WHAT NEEDS TO BE DONE — Please copy out the lines of the data below exactly, from the line with "[segment] brown and white checkered trousers" up to and including the line with "Provide the mask of every instance of the brown".

-- begin TASK DATA --

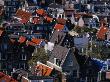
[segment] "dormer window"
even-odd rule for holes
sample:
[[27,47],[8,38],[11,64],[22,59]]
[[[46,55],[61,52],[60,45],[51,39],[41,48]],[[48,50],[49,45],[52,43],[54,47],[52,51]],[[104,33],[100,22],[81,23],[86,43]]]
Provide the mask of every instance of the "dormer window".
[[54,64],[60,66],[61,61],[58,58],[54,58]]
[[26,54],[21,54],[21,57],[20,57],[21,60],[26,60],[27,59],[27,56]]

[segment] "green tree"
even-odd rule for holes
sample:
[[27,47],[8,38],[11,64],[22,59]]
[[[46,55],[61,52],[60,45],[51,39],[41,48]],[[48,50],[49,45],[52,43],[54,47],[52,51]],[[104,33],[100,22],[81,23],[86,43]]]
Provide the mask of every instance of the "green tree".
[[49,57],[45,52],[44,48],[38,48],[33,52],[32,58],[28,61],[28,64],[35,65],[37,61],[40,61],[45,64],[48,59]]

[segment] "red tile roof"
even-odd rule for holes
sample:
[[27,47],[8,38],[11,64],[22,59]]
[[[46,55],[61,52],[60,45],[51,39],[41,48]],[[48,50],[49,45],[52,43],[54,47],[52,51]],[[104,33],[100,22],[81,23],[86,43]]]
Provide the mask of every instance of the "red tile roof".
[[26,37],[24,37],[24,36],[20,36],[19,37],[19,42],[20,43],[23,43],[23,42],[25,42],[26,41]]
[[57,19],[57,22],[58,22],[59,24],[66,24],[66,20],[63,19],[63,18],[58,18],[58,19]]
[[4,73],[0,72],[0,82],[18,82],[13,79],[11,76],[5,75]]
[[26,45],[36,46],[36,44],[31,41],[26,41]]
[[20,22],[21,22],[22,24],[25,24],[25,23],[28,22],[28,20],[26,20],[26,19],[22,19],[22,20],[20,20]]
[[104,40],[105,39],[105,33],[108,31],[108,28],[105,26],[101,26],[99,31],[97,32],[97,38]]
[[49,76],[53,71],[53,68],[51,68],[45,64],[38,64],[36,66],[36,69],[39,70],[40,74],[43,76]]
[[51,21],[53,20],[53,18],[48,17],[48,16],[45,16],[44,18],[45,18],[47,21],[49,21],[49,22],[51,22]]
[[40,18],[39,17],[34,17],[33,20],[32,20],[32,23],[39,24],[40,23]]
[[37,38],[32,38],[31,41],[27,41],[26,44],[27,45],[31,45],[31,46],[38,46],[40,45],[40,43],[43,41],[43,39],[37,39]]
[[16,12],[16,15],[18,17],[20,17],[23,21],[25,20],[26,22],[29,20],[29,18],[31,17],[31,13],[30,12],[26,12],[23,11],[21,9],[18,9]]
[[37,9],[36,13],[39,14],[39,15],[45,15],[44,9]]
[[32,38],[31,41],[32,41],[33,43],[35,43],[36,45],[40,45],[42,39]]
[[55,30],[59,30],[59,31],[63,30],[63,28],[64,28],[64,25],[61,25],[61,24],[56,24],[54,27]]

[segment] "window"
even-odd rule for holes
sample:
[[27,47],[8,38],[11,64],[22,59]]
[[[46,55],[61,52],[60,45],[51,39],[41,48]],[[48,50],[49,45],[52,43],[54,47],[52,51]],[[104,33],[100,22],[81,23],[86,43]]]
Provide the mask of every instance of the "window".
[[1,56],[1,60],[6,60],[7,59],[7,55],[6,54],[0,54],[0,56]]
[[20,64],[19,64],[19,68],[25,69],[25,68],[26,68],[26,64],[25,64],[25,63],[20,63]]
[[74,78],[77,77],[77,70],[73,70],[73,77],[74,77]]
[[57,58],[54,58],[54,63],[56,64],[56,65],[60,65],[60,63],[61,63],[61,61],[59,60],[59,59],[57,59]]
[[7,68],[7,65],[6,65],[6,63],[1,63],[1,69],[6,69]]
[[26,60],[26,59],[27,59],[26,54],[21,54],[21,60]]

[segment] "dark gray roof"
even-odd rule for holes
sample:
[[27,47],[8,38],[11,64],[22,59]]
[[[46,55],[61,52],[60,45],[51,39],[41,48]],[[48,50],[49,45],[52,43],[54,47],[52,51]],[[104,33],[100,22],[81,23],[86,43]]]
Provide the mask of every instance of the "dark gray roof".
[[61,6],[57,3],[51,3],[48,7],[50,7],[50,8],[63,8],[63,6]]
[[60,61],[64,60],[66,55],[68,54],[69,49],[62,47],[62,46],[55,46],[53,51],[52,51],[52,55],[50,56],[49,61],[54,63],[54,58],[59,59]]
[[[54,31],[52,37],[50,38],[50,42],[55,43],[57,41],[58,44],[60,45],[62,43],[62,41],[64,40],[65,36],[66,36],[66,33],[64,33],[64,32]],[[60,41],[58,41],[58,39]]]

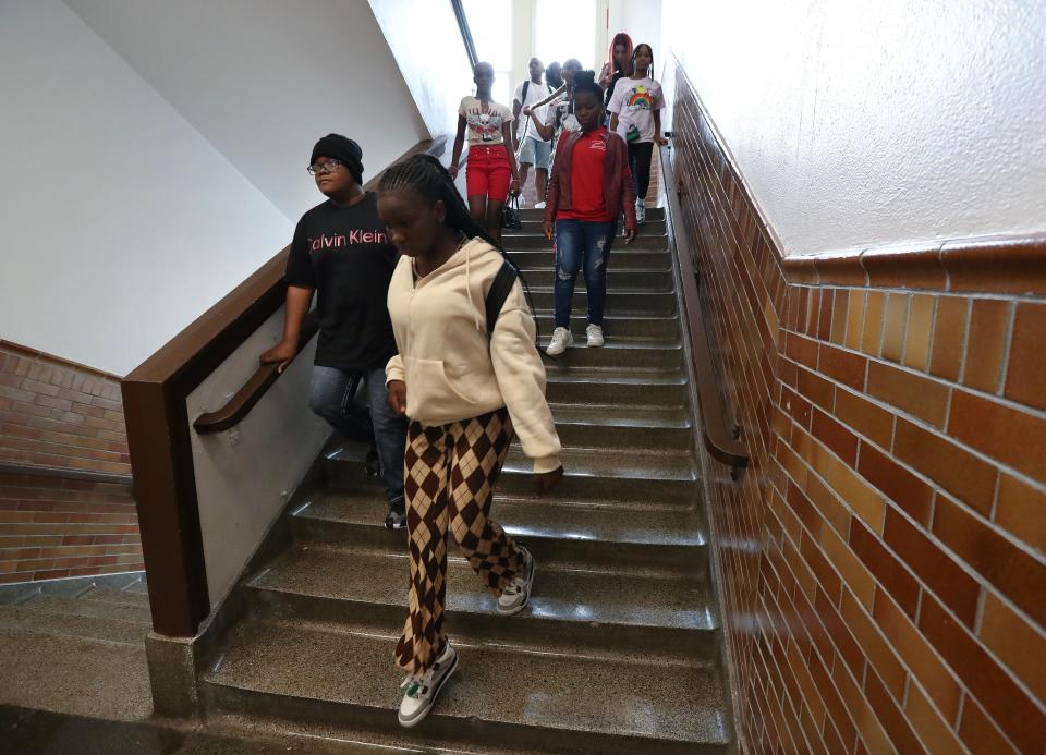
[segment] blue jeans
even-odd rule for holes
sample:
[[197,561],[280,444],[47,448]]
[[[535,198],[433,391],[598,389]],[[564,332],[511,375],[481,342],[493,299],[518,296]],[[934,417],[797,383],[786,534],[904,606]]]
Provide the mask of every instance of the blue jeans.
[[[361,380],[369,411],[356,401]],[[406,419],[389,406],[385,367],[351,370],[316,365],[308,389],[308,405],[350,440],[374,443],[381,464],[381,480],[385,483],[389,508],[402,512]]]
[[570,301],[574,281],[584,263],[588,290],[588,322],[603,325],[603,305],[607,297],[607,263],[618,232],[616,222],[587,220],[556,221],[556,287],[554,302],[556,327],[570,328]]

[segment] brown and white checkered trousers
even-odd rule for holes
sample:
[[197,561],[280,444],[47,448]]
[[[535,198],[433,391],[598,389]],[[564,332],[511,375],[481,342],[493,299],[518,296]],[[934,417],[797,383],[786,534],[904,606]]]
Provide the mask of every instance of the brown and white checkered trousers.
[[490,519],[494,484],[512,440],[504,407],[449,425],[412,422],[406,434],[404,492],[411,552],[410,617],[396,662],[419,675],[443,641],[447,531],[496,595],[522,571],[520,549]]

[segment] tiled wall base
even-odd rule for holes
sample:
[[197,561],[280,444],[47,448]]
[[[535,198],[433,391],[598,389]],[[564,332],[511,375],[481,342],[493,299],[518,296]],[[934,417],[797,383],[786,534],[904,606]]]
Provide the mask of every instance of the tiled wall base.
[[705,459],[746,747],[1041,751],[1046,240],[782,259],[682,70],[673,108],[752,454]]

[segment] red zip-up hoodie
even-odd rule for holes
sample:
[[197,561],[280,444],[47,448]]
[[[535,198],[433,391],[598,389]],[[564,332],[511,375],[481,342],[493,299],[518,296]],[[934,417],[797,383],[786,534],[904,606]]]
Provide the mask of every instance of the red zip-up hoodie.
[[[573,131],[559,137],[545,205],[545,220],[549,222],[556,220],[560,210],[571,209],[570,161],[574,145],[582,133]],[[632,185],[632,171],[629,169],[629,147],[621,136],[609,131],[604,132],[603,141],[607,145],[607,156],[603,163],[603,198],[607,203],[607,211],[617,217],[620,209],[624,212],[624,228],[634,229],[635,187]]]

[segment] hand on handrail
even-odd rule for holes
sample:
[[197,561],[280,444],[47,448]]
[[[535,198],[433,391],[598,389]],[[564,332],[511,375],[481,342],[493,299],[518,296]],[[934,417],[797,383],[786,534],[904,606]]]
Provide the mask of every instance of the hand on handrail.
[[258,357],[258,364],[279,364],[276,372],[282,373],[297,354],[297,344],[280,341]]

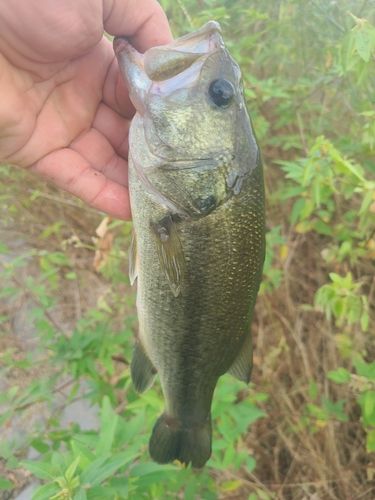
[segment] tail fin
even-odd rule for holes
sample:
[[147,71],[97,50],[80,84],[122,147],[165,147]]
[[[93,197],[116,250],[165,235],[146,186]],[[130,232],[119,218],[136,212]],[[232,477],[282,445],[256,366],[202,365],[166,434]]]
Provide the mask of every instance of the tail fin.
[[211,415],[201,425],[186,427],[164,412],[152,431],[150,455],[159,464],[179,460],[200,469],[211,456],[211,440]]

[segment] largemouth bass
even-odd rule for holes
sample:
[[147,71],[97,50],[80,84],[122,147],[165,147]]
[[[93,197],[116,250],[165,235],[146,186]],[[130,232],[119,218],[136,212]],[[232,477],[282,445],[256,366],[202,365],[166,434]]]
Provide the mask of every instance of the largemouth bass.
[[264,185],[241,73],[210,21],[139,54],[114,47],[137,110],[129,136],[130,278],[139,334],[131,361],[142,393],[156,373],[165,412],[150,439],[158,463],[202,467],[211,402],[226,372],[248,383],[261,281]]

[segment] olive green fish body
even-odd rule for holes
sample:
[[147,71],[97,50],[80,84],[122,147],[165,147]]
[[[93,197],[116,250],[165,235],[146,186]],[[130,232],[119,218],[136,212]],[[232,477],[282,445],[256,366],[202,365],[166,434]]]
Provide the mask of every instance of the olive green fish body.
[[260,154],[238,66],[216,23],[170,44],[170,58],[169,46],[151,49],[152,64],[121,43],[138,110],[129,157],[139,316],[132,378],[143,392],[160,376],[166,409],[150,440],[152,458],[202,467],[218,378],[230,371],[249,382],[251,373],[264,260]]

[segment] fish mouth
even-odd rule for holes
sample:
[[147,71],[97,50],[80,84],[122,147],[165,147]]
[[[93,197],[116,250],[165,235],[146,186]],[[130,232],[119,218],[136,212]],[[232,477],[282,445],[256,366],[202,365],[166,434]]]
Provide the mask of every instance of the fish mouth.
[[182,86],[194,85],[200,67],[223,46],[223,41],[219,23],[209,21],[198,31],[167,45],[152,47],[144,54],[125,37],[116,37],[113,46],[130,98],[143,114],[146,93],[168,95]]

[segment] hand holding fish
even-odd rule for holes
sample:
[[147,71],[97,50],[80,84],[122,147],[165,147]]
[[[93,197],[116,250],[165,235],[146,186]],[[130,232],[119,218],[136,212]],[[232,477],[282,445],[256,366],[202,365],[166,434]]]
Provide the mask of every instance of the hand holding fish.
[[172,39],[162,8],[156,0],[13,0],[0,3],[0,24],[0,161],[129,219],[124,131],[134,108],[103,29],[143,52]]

-- end TASK DATA --
-- begin TASK DATA --

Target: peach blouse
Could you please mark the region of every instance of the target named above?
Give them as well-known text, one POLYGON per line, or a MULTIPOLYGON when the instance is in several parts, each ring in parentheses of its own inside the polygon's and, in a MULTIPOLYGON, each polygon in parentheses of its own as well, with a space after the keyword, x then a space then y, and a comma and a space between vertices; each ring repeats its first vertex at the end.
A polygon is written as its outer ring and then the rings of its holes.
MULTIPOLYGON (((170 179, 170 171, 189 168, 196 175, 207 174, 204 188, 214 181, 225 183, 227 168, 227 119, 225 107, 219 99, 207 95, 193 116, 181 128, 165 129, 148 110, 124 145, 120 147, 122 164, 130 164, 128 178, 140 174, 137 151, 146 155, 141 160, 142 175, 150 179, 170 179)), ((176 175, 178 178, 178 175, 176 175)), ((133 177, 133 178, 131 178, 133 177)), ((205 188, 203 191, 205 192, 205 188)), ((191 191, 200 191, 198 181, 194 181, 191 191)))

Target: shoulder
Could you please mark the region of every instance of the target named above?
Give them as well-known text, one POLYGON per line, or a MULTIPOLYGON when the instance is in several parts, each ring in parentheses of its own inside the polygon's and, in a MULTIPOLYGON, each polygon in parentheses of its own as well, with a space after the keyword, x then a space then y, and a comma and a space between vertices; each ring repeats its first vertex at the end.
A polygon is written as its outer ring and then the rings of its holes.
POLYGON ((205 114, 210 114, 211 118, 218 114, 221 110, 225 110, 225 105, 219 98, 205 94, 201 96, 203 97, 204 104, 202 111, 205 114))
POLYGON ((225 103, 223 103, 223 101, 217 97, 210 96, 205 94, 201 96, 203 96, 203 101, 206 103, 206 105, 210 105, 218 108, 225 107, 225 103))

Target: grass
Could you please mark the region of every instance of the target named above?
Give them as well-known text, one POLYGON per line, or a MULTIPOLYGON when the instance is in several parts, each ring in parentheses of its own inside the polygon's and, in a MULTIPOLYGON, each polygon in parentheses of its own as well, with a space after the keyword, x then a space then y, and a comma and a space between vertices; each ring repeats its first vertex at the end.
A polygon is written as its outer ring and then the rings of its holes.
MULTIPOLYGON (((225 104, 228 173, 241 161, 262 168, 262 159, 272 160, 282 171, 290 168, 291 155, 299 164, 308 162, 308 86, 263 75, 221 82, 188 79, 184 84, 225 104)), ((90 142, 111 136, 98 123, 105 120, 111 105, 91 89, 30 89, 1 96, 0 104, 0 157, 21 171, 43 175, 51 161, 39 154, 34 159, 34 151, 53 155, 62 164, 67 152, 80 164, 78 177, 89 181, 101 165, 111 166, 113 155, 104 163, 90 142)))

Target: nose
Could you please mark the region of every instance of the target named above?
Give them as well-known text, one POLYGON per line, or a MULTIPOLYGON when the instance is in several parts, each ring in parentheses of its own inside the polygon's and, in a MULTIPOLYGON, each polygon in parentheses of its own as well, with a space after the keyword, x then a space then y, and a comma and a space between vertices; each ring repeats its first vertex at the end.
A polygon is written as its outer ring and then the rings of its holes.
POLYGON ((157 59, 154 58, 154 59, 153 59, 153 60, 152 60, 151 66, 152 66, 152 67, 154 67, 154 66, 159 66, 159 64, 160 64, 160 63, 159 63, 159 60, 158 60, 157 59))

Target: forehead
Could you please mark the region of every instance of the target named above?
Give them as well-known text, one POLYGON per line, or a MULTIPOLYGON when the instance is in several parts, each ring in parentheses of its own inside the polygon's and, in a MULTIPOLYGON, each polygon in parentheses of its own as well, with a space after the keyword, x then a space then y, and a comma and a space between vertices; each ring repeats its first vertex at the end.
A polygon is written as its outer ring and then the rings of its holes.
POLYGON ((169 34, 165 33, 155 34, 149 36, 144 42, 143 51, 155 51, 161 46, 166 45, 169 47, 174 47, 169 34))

-- end TASK DATA --

EXPECTED OUTPUT —
[segment] brown and white checkered trousers
even-odd rule for holes
sample:
[[197,561],[280,444],[47,448]]
[[[535,198],[433,391],[598,389]],[[564,332],[511,375],[481,342],[493,299],[518,296]],[[934,417],[797,383],[786,534],[904,606]]]
Provide the mask of every instance of the brown and white checkered trousers.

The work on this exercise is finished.